►

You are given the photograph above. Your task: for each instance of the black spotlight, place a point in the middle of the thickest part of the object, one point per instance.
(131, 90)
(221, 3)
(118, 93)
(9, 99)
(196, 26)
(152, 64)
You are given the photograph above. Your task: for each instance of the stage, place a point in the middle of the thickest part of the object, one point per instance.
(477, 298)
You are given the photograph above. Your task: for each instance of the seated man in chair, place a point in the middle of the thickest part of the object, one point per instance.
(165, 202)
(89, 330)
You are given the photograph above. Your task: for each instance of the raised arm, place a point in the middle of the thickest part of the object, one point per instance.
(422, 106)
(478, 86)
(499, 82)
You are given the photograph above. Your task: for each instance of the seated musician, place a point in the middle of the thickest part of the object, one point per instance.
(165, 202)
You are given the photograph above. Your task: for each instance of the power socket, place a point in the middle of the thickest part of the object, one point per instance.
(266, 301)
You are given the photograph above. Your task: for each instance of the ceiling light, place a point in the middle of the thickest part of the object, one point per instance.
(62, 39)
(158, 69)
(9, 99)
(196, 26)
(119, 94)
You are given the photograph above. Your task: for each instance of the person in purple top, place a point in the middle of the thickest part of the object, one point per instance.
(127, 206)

◄

Assignment
Please output every record, keeping each line exact.

Answer to this problem
You are given the photograph above. Your task: for each instance of the black spotlight, place a point in the middle of the thickest part of the object, one point per instance.
(131, 90)
(221, 3)
(118, 93)
(9, 99)
(196, 26)
(152, 64)
You are given the photograph above. Your task: for each instance of the stage, place a point in the middle of the thickest part of the object, one point per instance.
(477, 298)
You are given the photograph above. Your task: for each instance of the seated man in chair, place a point in the middle of the thickest part of the object, one point per instance.
(165, 202)
(89, 330)
You are given the photograph above. Your task: for each instance of the raised arm, place a point in the middle of the thickest part of the object, one point per instance.
(422, 106)
(478, 86)
(499, 82)
You are given the photograph above. Your task: for each instance of the seated musician, place a point in the middle of the thickest part of the object, one point per instance.
(165, 202)
You are given the photograph above. Your task: for each instance of the power socket, place a point in the middle of the thickest part of the object, one point per instance.
(266, 301)
You are given the photograph above. Your task: for each instance of the ceiling light, place a point in the middle of the thickest part of the object, one point per instance.
(62, 39)
(158, 69)
(9, 99)
(196, 26)
(119, 94)
You are given the photograph above. Your task: for each instance of the person in purple top, place a point in the middle of the thickest part of the object, one point per instance.
(127, 206)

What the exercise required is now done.